- PAGE TEXT:
- Opening Delimiter -
Please Stop Gatekeeping Hardship and Trauma
As I was turning 18, I’d spent the past two years bouncing between psychiatric hospitalizations and ultimately spending six months in residential treatment, getting discharged about two months before my 18th birthday. What I quickly discovered, though, was that the ground I had regained in residential was immediately lost when I was thrown back into the same abusive environment that led me to develop those maladaptive coping mechanisms in the first place.
About a month later, I just couldn’t take it anymore. I was trying so hard not to fall back into where I was before being in residential, but I knew I couldn’t fight it much longer. I managed to get to an emergency room and pleaded with a crisis counselor to do whatever it took to get me out of that house. She gave me two options, a safety plan or another psychiatric hospitalization. Disheartened, I chose the latter, thinking maybe once I got there, someone would finally be able to help me.
I got lucky and was able to stay there for three months as I got things in order to get on my own two feet. I was discharged and spent two weeks each with two extended relatives before spending another three months in a motel and yet another week-long hospitalization before I finally made it into my own apartment. It wasn’t the best solution, but it was the best I could do. In the end, though, I chose homelessness over living in that abusive environment any longer, because I knew it was the safest option available to me.
Still, some hear this story and object to my use of the word “homelessness,” stating that I wasn’t really homeless because I always had a roof over my head, because I never landed on the streets or in a homeless shelter. Besides the technicality that homelessness is not a lack of a roof over one’s head but a lack of stable, secure housing, it’s concerning that people find it appropriate to gatekeep hardship like that.
- Closing Delimiter -
- CHECK YOUR UNDERSTANDING:
A – In the essay on gatekeeping hardship, how long did the writer spend in residential treatment?
B – Extend the essay on gatekeeping hardship, starting right after its final sentence.

- Dataset items:
- Opening Delimiter -
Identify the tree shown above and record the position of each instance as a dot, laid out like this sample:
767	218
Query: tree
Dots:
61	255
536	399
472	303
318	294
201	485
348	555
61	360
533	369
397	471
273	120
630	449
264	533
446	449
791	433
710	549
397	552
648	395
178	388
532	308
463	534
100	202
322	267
- Closing Delimiter -
- Opening Delimiter -
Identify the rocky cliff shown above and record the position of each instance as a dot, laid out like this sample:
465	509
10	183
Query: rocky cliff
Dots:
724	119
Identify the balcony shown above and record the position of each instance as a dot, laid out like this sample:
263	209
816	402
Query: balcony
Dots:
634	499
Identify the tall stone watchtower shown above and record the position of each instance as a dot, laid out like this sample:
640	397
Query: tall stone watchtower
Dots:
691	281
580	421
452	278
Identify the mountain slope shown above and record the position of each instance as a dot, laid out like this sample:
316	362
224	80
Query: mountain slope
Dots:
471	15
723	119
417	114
- Closing Delimiter -
- Opening Delimiter -
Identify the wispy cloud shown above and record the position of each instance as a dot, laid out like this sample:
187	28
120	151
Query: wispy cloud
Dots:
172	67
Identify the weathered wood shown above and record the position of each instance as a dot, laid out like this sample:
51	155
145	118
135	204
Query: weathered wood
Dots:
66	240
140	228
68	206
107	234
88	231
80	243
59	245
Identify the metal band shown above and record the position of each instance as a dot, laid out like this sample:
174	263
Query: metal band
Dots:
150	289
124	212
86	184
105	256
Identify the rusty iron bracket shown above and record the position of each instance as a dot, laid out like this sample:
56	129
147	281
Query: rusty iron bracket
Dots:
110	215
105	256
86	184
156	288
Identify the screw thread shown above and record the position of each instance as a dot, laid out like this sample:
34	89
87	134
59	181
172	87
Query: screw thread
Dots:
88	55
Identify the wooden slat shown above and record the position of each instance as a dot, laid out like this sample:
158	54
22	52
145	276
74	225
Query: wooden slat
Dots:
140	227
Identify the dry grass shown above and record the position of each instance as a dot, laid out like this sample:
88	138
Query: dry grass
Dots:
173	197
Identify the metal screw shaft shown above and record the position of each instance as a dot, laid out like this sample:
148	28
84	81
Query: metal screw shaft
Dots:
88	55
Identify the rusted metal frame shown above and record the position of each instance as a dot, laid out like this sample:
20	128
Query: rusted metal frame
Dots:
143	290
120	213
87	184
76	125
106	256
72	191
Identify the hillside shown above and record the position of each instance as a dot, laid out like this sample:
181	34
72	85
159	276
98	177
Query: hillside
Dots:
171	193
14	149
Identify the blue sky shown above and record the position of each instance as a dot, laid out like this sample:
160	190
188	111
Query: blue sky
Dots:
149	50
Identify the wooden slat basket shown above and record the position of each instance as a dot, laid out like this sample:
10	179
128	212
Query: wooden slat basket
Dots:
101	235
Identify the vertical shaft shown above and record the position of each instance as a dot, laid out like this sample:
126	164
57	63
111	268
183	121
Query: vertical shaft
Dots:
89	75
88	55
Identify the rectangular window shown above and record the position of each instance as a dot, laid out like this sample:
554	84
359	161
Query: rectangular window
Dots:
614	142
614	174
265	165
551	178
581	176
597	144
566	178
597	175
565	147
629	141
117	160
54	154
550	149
- Closing Delimiter -
- ANSWERS BY TASK:
A – Six months.

B –
Of course I recognize the privilege that exists in the fact that I did have somewhere to stay, but being 18 and living on college savings in a motel without a job wasn’t particularly the epitome of stability either. Really, though, I shouldn’t have to explain myself like that. I shouldn’t have to validate my trauma to win over other people’s approval of how I choose to tell my story.
The reality is that no one knows the full details of what I experienced other than me. No one else was there as I tried to figure out how to get groceries with nothing more than a mini-fridge and a microwave, as I refused to get off the bus without being on the phone with someone because I didn’t feel safe walking back to that motel alone. No one else knows how scared I was when I realized I was running out of money and I still didn’t have a job. No one else was there as I tried to figure out how to get clothes to wear to interviews without spending too much money for a job I didn’t know if I would get. To tell me that it wasn’t really bad enough to count and that I can’t call it homelessness completely invalidates and dismisses the hardship and trauma that I did experience without even knowing the details of my experience in the first place.
So instead, let’s try something different: let’s listen as people tell their own story in a way that feels authentic to them without judgment. Let’s offer support instead of invalidation. Let’s walk beside people through their struggles instead of kicking them when they’re already down. And above all, let’s stop gatekeeping hardship.